_YOUR ASSIGNMENT_: This exercise asks for a copy of each line in the records below with the word "covered" in it.
RECORD SET: Begin
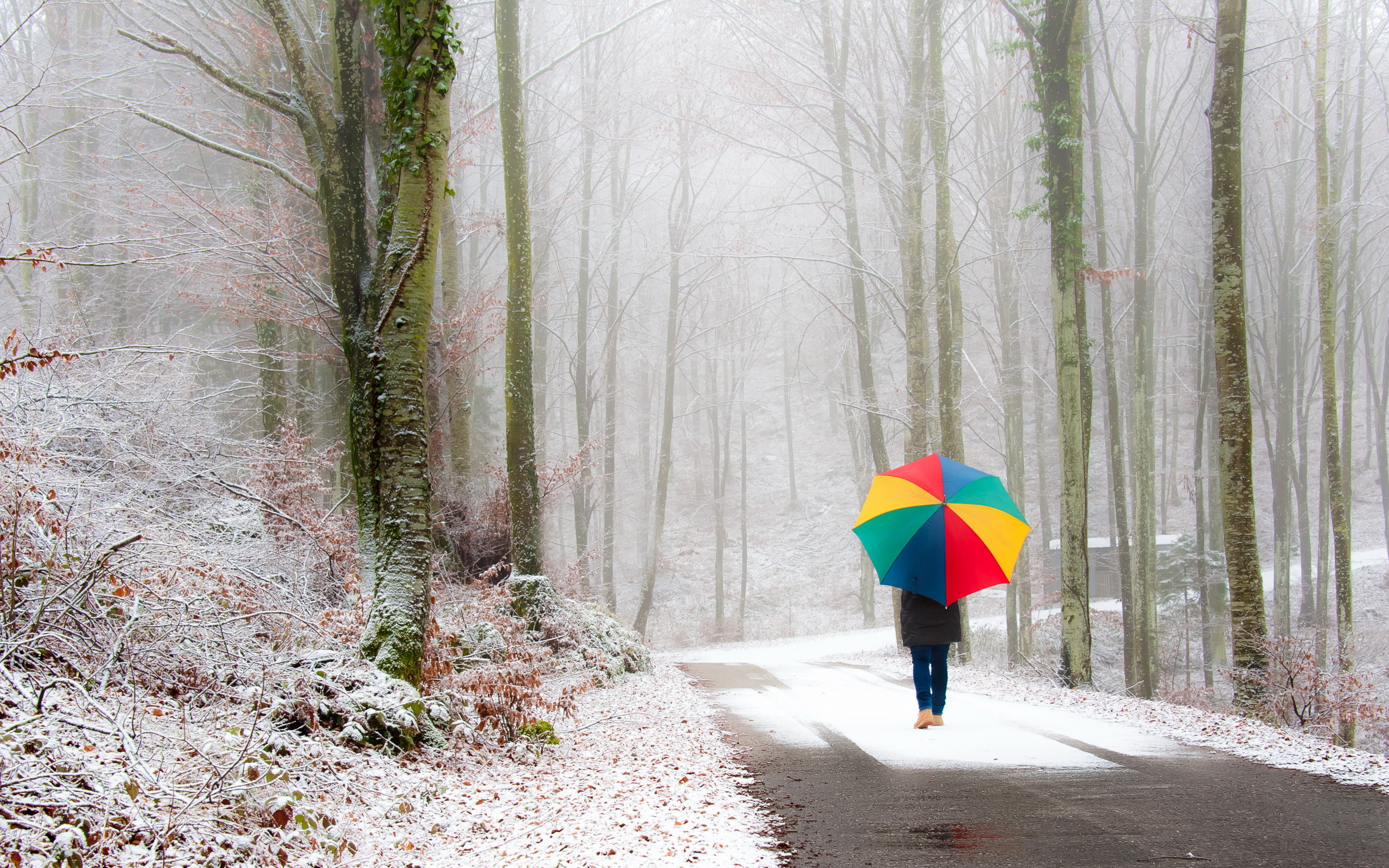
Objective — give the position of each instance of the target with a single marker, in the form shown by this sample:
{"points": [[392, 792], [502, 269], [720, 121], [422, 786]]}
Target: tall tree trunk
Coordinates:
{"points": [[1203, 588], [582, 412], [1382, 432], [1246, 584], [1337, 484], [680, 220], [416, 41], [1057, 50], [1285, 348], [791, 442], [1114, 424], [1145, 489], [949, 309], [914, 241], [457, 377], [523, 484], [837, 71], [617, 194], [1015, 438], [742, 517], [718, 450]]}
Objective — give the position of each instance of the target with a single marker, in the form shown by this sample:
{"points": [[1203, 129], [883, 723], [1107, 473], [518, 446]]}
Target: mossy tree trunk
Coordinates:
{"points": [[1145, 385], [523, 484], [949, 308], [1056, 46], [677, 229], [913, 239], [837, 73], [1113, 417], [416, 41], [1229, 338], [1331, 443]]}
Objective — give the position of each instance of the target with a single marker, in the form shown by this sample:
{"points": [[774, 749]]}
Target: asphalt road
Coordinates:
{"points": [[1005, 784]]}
RECORD SET: End
RECORD SET: Begin
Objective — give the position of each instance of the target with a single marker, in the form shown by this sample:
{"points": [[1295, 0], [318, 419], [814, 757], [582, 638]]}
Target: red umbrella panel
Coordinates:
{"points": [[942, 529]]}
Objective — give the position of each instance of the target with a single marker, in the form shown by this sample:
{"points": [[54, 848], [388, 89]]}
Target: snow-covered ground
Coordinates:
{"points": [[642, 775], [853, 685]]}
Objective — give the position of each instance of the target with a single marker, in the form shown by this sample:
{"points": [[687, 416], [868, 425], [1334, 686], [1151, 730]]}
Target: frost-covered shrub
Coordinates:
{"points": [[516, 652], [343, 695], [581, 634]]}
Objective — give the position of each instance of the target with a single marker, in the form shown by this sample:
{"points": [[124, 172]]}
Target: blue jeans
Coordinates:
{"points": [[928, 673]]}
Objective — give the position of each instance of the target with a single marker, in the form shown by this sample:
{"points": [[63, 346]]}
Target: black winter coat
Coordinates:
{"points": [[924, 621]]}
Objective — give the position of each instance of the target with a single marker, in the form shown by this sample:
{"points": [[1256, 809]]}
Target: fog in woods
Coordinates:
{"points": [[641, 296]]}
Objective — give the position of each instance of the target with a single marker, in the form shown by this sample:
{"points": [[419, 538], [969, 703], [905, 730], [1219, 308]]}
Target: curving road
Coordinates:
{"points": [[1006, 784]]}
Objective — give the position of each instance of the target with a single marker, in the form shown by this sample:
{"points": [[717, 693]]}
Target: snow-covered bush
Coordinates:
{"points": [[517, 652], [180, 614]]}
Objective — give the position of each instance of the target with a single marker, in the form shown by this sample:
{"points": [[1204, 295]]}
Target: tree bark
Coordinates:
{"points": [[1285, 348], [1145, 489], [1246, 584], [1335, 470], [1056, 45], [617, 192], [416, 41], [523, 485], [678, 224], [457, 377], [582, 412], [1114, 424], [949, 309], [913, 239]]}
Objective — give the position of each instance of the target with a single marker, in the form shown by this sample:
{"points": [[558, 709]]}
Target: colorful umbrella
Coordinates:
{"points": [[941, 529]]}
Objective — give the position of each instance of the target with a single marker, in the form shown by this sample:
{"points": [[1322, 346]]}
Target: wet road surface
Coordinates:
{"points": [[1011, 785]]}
RECORD SET: End
RECORD SET: Begin
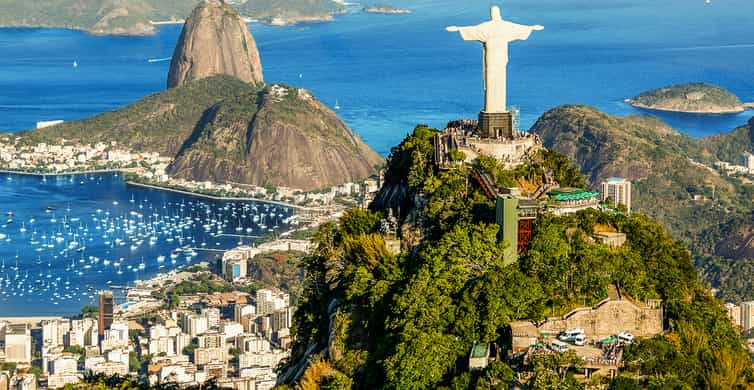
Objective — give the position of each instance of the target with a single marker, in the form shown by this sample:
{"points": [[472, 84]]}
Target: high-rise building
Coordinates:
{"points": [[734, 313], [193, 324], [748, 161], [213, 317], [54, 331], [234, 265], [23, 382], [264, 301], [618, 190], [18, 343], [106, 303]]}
RECORD SET: End
_SOLUTION FOR THIS PROBLEM_:
Target: snow-covered ground
Target: frost-covered shrub
Target: snow-covered bush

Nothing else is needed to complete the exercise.